• About this exercise
For this exercise, reproduce the entries below exactly, but only from the line containing "Query: white sofa arm" through the line containing "plaid armchair, reported", both included.

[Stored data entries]
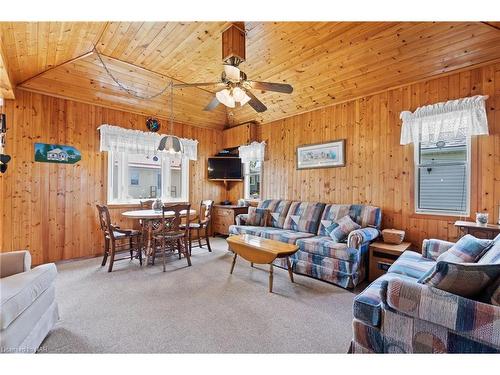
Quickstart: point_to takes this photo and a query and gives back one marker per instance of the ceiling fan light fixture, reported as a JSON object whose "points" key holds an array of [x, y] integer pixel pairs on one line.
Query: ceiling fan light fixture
{"points": [[232, 73], [225, 97]]}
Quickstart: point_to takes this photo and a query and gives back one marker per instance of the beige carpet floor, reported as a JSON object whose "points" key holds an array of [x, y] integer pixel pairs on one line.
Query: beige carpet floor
{"points": [[198, 309]]}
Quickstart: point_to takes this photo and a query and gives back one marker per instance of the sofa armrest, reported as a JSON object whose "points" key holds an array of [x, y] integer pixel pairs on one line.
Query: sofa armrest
{"points": [[433, 248], [462, 315], [14, 262], [361, 236], [241, 219]]}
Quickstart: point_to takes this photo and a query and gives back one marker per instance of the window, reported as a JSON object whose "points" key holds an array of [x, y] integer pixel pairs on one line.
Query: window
{"points": [[443, 177], [133, 177], [253, 178]]}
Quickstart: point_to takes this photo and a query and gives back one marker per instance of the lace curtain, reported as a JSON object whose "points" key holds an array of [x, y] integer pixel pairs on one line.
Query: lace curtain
{"points": [[444, 121], [252, 152], [115, 138]]}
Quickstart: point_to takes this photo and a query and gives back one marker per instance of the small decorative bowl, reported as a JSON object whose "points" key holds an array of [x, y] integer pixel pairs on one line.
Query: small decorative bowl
{"points": [[482, 218]]}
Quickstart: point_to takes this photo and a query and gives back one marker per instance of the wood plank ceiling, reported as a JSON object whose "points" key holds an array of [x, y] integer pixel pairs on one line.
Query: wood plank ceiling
{"points": [[326, 62]]}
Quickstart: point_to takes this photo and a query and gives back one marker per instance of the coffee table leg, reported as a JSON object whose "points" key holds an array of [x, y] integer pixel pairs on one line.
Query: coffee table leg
{"points": [[234, 262], [270, 278], [290, 273]]}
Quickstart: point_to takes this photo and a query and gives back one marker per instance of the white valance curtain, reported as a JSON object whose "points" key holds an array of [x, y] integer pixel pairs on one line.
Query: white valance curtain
{"points": [[444, 121], [252, 152], [115, 138]]}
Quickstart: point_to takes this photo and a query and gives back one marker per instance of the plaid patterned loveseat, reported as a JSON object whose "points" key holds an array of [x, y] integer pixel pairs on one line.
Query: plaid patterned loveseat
{"points": [[396, 314], [305, 223]]}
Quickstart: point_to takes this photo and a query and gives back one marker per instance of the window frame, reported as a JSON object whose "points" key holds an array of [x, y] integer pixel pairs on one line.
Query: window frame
{"points": [[425, 211], [246, 180], [123, 184]]}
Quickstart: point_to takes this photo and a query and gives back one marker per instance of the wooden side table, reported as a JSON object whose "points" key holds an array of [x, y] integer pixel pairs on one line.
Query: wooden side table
{"points": [[487, 231], [382, 255]]}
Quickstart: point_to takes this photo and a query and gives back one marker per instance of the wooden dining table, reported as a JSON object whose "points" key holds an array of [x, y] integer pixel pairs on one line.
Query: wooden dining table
{"points": [[150, 220]]}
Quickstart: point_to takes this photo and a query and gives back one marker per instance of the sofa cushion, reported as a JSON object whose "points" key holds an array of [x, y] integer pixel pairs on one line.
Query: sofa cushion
{"points": [[19, 291], [339, 230], [331, 213], [468, 249], [325, 246], [278, 210], [463, 279], [411, 264], [257, 216], [246, 229], [367, 305], [304, 216], [283, 235], [492, 256]]}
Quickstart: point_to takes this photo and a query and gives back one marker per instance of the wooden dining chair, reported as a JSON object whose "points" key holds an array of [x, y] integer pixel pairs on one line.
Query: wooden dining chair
{"points": [[117, 240], [171, 235], [202, 224]]}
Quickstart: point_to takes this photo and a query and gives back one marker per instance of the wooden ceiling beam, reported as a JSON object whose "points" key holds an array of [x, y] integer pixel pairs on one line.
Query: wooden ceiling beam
{"points": [[6, 86]]}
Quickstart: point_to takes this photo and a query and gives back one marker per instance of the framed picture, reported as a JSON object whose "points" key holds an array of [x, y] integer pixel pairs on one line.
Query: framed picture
{"points": [[321, 155], [50, 153]]}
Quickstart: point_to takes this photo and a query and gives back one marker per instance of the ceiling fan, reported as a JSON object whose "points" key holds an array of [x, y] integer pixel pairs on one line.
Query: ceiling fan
{"points": [[234, 87]]}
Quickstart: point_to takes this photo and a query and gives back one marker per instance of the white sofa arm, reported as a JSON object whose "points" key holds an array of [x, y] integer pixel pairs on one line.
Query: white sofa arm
{"points": [[14, 262]]}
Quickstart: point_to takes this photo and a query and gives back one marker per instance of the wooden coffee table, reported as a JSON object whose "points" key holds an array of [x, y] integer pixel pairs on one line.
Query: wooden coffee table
{"points": [[261, 251]]}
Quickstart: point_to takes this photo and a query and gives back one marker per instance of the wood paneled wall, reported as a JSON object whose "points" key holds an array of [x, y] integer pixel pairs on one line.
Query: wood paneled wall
{"points": [[50, 208], [379, 170]]}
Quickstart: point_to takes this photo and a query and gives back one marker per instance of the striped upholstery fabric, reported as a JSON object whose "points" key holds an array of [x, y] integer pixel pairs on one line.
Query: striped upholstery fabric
{"points": [[360, 236], [363, 215], [433, 248], [412, 264], [397, 314], [367, 305], [278, 210], [326, 269], [467, 249], [492, 256], [471, 326], [463, 279], [339, 265], [325, 246], [367, 339], [366, 216], [304, 216], [283, 235], [246, 229], [331, 213]]}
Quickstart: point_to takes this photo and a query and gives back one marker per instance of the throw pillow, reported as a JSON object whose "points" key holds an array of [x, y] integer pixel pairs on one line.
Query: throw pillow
{"points": [[257, 216], [339, 230], [463, 279], [468, 249]]}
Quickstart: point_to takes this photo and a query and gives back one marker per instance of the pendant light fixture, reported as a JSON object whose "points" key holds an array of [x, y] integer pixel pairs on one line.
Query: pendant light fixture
{"points": [[170, 143]]}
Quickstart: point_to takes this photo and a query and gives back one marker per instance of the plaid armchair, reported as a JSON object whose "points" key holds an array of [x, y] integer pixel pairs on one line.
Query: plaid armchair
{"points": [[396, 314]]}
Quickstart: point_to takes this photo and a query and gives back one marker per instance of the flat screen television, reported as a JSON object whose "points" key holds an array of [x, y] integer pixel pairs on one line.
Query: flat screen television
{"points": [[225, 168]]}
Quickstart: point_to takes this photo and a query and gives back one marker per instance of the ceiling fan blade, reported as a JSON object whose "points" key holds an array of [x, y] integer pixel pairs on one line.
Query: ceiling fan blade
{"points": [[213, 103], [182, 85], [271, 86], [256, 103]]}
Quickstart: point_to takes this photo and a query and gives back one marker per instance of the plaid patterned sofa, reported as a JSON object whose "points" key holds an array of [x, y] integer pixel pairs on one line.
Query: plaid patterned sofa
{"points": [[305, 223], [396, 314]]}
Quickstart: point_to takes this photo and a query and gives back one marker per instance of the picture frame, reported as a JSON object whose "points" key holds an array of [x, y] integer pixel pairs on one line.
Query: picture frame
{"points": [[330, 154]]}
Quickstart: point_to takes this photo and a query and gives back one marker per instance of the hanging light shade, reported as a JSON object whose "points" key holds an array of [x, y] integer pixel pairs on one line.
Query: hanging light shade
{"points": [[171, 143]]}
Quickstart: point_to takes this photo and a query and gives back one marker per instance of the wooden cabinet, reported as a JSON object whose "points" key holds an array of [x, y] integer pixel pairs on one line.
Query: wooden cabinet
{"points": [[382, 256], [224, 216]]}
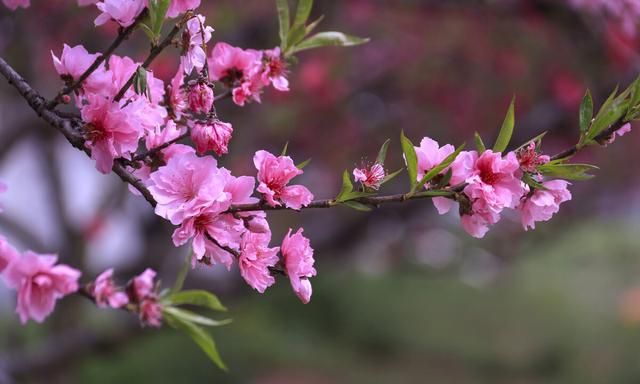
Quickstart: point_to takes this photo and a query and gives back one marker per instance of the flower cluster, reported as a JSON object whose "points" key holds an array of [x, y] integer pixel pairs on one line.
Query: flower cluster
{"points": [[493, 182]]}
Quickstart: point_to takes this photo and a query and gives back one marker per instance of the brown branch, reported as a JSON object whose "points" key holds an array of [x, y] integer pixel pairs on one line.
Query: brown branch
{"points": [[155, 51], [123, 34]]}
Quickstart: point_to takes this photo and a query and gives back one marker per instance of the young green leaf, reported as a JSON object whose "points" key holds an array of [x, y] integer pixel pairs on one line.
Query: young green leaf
{"points": [[192, 317], [504, 137], [199, 336], [479, 143], [302, 12], [303, 164], [410, 158], [567, 171], [439, 168], [347, 186], [586, 112], [357, 206], [325, 39], [382, 154], [283, 21], [198, 298]]}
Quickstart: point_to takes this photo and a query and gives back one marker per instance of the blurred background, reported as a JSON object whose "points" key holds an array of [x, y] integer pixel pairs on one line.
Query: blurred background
{"points": [[402, 295]]}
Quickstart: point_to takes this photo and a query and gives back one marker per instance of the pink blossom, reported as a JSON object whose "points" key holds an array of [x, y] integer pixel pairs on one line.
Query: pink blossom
{"points": [[143, 285], [111, 131], [196, 35], [14, 4], [151, 312], [430, 154], [275, 69], [274, 173], [177, 99], [298, 261], [370, 177], [239, 70], [211, 136], [187, 185], [530, 159], [544, 203], [255, 260], [7, 254], [40, 282], [619, 133], [124, 12], [106, 293], [181, 6], [200, 98]]}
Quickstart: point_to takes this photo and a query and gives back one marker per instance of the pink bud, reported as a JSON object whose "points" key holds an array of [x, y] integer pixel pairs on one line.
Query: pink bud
{"points": [[200, 98], [213, 136]]}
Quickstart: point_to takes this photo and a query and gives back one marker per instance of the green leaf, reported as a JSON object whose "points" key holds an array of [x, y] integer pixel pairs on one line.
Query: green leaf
{"points": [[479, 143], [198, 298], [390, 176], [199, 336], [192, 317], [435, 171], [530, 181], [302, 12], [410, 158], [303, 164], [324, 39], [357, 206], [382, 154], [283, 21], [567, 171], [586, 112], [347, 186], [504, 137]]}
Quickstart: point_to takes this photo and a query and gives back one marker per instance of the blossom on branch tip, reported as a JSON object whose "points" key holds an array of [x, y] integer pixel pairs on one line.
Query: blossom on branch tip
{"points": [[542, 204], [298, 261], [106, 293], [274, 173], [370, 176], [40, 282], [195, 35], [255, 260], [111, 131], [177, 7], [123, 12]]}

• Final answer
Query: white sofa arm
{"points": [[14, 262]]}
Quickstart: point_to takes this photo and a query and gives back one marker per instance of the wooden coffee table, reported as a JSON object whose "points" key holds an array of [x, y] integer pixel pairs on one line.
Query: wooden coffee table
{"points": [[261, 251]]}
Quickstart: point_to takes this photo and a query and gives back one marker per instance of the wood paneled wall, reported as a JSON object whose "points" key holds an array of [x, y] integer pixel pairs on one line.
Query: wood paneled wall
{"points": [[50, 208], [379, 170]]}
Quickstart: point_to takes this photo and a query and gives back one marker per instance of the striped upholstery fabric, reported as a JSON object whose "points" key holds an array of [x, y] integer pixel pairs on one line.
Query: striped upholstery fabric
{"points": [[360, 236], [363, 215], [433, 248], [412, 264], [397, 314], [367, 305], [278, 210], [326, 269], [467, 249], [492, 256], [471, 326], [463, 279], [339, 265], [325, 246], [367, 339], [366, 216], [304, 216], [283, 235], [246, 229], [331, 213]]}
Quickstart: point_to takes this photo and a query and gives back one marker per instance of the throw pillow, reported as a JSON object whose "points" key holds an array of [x, y] integer pixel pairs on one line.
Query: throw pillow
{"points": [[257, 216], [339, 230], [463, 279], [468, 249]]}
Quickstart: point_to takes this photo and a query and gives back one marker per instance of the pendant light fixture, reported as a JSON object whose "points" key holds an array of [x, y] integer pixel pairs on one line.
Query: pendant light fixture
{"points": [[170, 143]]}
Quickstart: point_to takes this photo and a query and gives back one marker per instance of the plaid armchair, reported as a JSON object whose "points" key holds an array of [x, y] integer pixel pairs on one line.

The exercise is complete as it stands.